▶ EXERCISE DETAILS: Quote the listing below in full and exactly as written, but omit every picture.

(Position annotation records)
::::::::::

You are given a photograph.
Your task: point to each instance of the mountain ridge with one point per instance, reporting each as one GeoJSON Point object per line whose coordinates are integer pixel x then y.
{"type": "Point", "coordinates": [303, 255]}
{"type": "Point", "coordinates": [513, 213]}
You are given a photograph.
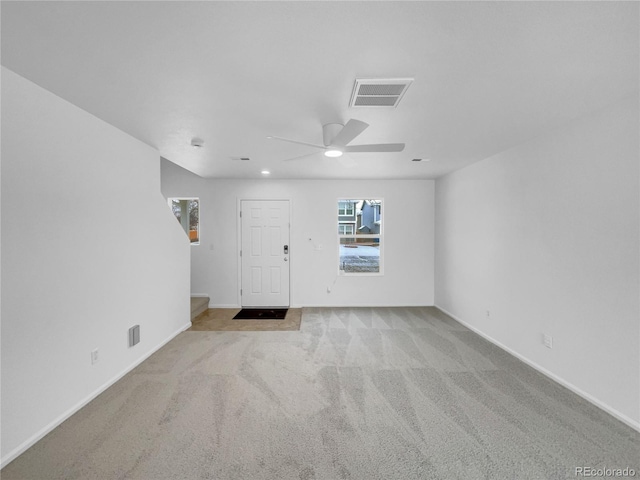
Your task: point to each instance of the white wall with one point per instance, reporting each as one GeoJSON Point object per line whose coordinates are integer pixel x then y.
{"type": "Point", "coordinates": [408, 238]}
{"type": "Point", "coordinates": [89, 248]}
{"type": "Point", "coordinates": [545, 236]}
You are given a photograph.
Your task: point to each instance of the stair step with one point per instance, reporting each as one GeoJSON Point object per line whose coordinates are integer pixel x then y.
{"type": "Point", "coordinates": [198, 305]}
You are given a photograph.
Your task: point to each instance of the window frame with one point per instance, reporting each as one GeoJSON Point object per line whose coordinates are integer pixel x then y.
{"type": "Point", "coordinates": [170, 201]}
{"type": "Point", "coordinates": [361, 236]}
{"type": "Point", "coordinates": [346, 213]}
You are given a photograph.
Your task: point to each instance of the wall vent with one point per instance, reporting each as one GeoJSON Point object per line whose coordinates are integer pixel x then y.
{"type": "Point", "coordinates": [380, 92]}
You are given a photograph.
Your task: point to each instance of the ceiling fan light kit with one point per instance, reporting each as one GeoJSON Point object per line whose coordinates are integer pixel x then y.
{"type": "Point", "coordinates": [332, 153]}
{"type": "Point", "coordinates": [336, 138]}
{"type": "Point", "coordinates": [197, 142]}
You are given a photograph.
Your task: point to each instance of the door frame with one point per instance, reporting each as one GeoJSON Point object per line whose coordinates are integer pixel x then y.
{"type": "Point", "coordinates": [239, 201]}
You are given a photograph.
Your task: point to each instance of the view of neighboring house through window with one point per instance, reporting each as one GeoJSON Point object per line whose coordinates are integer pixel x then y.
{"type": "Point", "coordinates": [187, 211]}
{"type": "Point", "coordinates": [360, 236]}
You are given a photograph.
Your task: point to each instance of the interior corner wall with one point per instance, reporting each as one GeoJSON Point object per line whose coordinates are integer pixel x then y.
{"type": "Point", "coordinates": [89, 249]}
{"type": "Point", "coordinates": [543, 239]}
{"type": "Point", "coordinates": [408, 241]}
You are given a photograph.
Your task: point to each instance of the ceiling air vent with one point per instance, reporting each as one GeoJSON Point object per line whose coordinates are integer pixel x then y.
{"type": "Point", "coordinates": [379, 92]}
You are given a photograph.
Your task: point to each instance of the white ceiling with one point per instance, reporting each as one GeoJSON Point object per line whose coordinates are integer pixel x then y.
{"type": "Point", "coordinates": [488, 75]}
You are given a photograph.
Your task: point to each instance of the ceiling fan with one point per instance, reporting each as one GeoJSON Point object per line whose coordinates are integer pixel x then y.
{"type": "Point", "coordinates": [336, 138]}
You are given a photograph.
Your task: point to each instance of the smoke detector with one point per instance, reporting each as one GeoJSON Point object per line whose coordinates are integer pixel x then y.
{"type": "Point", "coordinates": [379, 92]}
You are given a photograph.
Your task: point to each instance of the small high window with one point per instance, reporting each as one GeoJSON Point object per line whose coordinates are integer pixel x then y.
{"type": "Point", "coordinates": [346, 208]}
{"type": "Point", "coordinates": [360, 237]}
{"type": "Point", "coordinates": [187, 211]}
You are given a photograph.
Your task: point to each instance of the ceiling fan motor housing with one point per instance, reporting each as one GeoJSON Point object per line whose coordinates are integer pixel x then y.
{"type": "Point", "coordinates": [329, 132]}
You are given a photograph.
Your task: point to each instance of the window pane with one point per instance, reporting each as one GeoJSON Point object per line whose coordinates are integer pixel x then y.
{"type": "Point", "coordinates": [360, 255]}
{"type": "Point", "coordinates": [194, 220]}
{"type": "Point", "coordinates": [187, 212]}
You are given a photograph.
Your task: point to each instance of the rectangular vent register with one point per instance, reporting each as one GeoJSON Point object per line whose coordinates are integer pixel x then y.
{"type": "Point", "coordinates": [381, 92]}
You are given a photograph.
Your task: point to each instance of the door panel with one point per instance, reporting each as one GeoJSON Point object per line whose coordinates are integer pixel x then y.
{"type": "Point", "coordinates": [265, 265]}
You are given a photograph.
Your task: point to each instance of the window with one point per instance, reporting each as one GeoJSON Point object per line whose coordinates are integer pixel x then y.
{"type": "Point", "coordinates": [346, 228]}
{"type": "Point", "coordinates": [360, 242]}
{"type": "Point", "coordinates": [346, 208]}
{"type": "Point", "coordinates": [187, 211]}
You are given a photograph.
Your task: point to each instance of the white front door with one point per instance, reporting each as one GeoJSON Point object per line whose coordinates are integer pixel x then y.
{"type": "Point", "coordinates": [265, 253]}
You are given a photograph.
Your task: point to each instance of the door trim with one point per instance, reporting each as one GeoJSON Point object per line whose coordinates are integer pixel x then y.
{"type": "Point", "coordinates": [239, 201]}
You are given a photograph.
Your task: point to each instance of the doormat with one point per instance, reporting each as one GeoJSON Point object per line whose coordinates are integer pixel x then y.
{"type": "Point", "coordinates": [261, 314]}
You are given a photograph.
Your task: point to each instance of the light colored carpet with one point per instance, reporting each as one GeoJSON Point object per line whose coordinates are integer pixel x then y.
{"type": "Point", "coordinates": [357, 393]}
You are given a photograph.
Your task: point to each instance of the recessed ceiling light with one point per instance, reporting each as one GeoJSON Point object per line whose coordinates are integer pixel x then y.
{"type": "Point", "coordinates": [332, 153]}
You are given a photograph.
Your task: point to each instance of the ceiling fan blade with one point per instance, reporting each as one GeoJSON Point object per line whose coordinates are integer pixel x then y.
{"type": "Point", "coordinates": [295, 141]}
{"type": "Point", "coordinates": [380, 147]}
{"type": "Point", "coordinates": [347, 162]}
{"type": "Point", "coordinates": [351, 130]}
{"type": "Point", "coordinates": [300, 157]}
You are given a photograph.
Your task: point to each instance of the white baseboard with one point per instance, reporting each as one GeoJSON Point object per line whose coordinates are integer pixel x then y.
{"type": "Point", "coordinates": [16, 452]}
{"type": "Point", "coordinates": [369, 305]}
{"type": "Point", "coordinates": [601, 405]}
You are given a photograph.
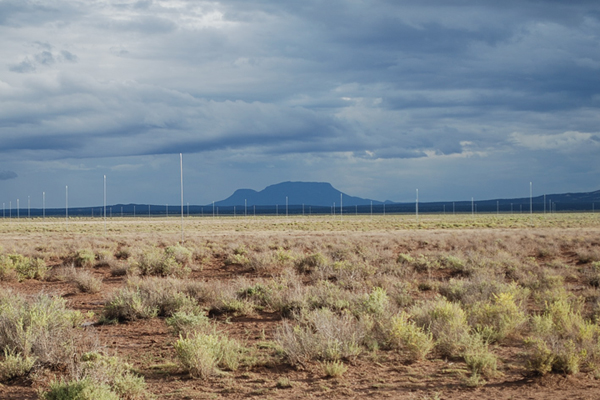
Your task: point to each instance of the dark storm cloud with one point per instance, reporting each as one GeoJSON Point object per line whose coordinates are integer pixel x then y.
{"type": "Point", "coordinates": [365, 83]}
{"type": "Point", "coordinates": [6, 175]}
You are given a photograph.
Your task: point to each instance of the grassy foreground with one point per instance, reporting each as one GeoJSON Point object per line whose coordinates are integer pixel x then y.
{"type": "Point", "coordinates": [500, 296]}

::::::::::

▶ SOLUTION TO THIS PROBLEM:
You are given a photograph.
Your task: point to each instance of the mountain ridge with one point per instance, reporting each as one GeoJSON Point object per line whose coordinates are integer pixel x then y.
{"type": "Point", "coordinates": [303, 255]}
{"type": "Point", "coordinates": [513, 213]}
You are given a photograph.
Your task: point to each instance of the white wall with one point per instance, reporting each as one GeoJSON Point object per line whose coordinates are integer pixel x then y.
{"type": "Point", "coordinates": [408, 238]}
{"type": "Point", "coordinates": [89, 248]}
{"type": "Point", "coordinates": [545, 236]}
You are given a photograph.
Your task: point to each instance of the stair step with one point per instance, reporting each as one GeoJSON Point object per line whose coordinates are integer pixel x then y.
{"type": "Point", "coordinates": [198, 305]}
You are given a photograph.
Your task: point to each instance of the window frame with one point per instance, reporting each as one GeoJSON Point object per line whose coordinates are integer pixel x then y.
{"type": "Point", "coordinates": [170, 201]}
{"type": "Point", "coordinates": [361, 236]}
{"type": "Point", "coordinates": [346, 213]}
You are given a photograph.
Your task: point to each instance of the wall vent with one point per instance, reporting each as one GeoJSON Point object per line whose coordinates are integer pixel x then y.
{"type": "Point", "coordinates": [380, 92]}
You are given a photograph.
Your task: point to each instance of the ceiling fan light kit with one point per instance, reporting each as one GeoJSON Point object per line whose coordinates are integer pixel x then y.
{"type": "Point", "coordinates": [332, 153]}
{"type": "Point", "coordinates": [336, 138]}
{"type": "Point", "coordinates": [197, 142]}
You are given a photograph.
Your task: point to each instance of the door frame with one point per instance, reporting each as one GeoJSON Point object per line whose coordinates are integer pixel x then y.
{"type": "Point", "coordinates": [239, 201]}
You are given a photograph.
Your task: point to each instance of the view of neighboring house through window with one point per instance, reporting each as one GeoJSON Point object per line whose coordinates are integer pixel x then y.
{"type": "Point", "coordinates": [187, 211]}
{"type": "Point", "coordinates": [360, 236]}
You are given a photograph.
Your task: point to each instance of the interior corner wall with one point per instance, reporting each as one GeoJSON Point object per line whose coordinates are integer pixel x then y.
{"type": "Point", "coordinates": [89, 249]}
{"type": "Point", "coordinates": [543, 239]}
{"type": "Point", "coordinates": [408, 241]}
You are given a photograph.
Your task: point to each instance of the ceiling air vent with one point per instance, reporting each as one GeoJSON Point object per line whose coordinates are integer pixel x then y.
{"type": "Point", "coordinates": [379, 92]}
You are given a photograph.
Your task: point to each instance of the white ceiling with one point per instance, reporting each as one GeoJSON Point object per line whose coordinates are integer pixel x then y.
{"type": "Point", "coordinates": [488, 75]}
You are given a photograph.
Your task: point to each instance of the ceiling fan with one point per instance, reporting each as one GeoJSON Point object per line whose coordinates are integer pixel x then y.
{"type": "Point", "coordinates": [336, 138]}
You are given a photograph.
Your task: point to each instance of the smoke detector with one point per instance, reporting each as one GeoJSON Point object per line whose coordinates are integer pixel x then y.
{"type": "Point", "coordinates": [379, 92]}
You are given a photograph.
Your task: point to each instance of the small high window with one point per instance, reporting each as one GeoJSON Point object per line whose coordinates are integer pixel x then y.
{"type": "Point", "coordinates": [346, 208]}
{"type": "Point", "coordinates": [360, 237]}
{"type": "Point", "coordinates": [187, 211]}
You are given a photograph.
Your task: point to each instance of the ceiling fan motor housing with one point per instance, reporting each as one GeoJSON Point object per line whose coordinates are integer pixel x then y.
{"type": "Point", "coordinates": [329, 132]}
You are given a photograph.
Your task: point to each instance of the window pane with one point per instance, reporting each as one GeoJSON Point object per line whose coordinates are integer pixel x then y.
{"type": "Point", "coordinates": [360, 255]}
{"type": "Point", "coordinates": [194, 220]}
{"type": "Point", "coordinates": [187, 212]}
You are given a photograph.
Your task: point to each instance of the rectangular vent register with one point per instance, reporting each as one GeoJSON Point object per line whose coordinates are integer pixel x then y.
{"type": "Point", "coordinates": [381, 92]}
You are given a photograph.
Your task: point to each instance of the door panel with one point per instance, reporting each as one GeoJSON Point object per line whose coordinates are integer pixel x then y.
{"type": "Point", "coordinates": [265, 265]}
You are given a photograph.
Your task: point to each instance of the window with one point per instance, reporting each as one GeoJSON Point object per line whose coordinates are integer pixel x then y.
{"type": "Point", "coordinates": [346, 228]}
{"type": "Point", "coordinates": [360, 242]}
{"type": "Point", "coordinates": [346, 208]}
{"type": "Point", "coordinates": [187, 211]}
You are given a photograph.
Your task: point to each instance of the white front door with one point per instance, reporting each as one GeoJSON Point object per line whose coordinates are integer pixel x then y.
{"type": "Point", "coordinates": [265, 253]}
You are given a photograph.
Your task: point to each instance of the door trim with one point per instance, reporting each as one GeoJSON Point object per line whose coordinates are integer pixel x then y.
{"type": "Point", "coordinates": [239, 201]}
You are given a photograph.
Your task: point to each instance of the doormat with one point per instance, reporting each as one GeoJSON Point object per line whose coordinates are integer pixel x then y.
{"type": "Point", "coordinates": [261, 314]}
You are given a photograph.
Your task: point to each instance of the light colored carpet with one point per instance, reporting each as one GeoJSON Point object per line whose coordinates are integer pixel x then y.
{"type": "Point", "coordinates": [357, 393]}
You are given a photograph.
Your task: point to each instance of the recessed ceiling light with one point per instance, reporting each as one GeoJSON Point object per line whose coordinates are integer pixel x then y.
{"type": "Point", "coordinates": [332, 153]}
You are given a photograph.
Your task: point to each instance of the ceiling fan blade with one point per instance, reporting each as one GeoJSON Point object per line whose coordinates are integer pixel x then y.
{"type": "Point", "coordinates": [295, 141]}
{"type": "Point", "coordinates": [380, 147]}
{"type": "Point", "coordinates": [347, 162]}
{"type": "Point", "coordinates": [351, 130]}
{"type": "Point", "coordinates": [300, 157]}
You are given a photograph.
Your task: point to each instance of the white baseboard with one point per instance, reporting each as one GeoJSON Point object per line whose coordinates are integer pixel x then y.
{"type": "Point", "coordinates": [16, 452]}
{"type": "Point", "coordinates": [369, 305]}
{"type": "Point", "coordinates": [601, 405]}
You are given a photograph.
Your task: point to each instance of the dark storm cloud with one point per instance, reporting each as one GeoJSON Point object per line whose coordinates are integer pixel x then y.
{"type": "Point", "coordinates": [365, 83]}
{"type": "Point", "coordinates": [6, 175]}
You are given a photograph.
Your task: point to each instance of the grassy foreground with one point per instance, reporting each as one GeoJSON Point object per line whose coordinates are integer pixel x then y.
{"type": "Point", "coordinates": [500, 296]}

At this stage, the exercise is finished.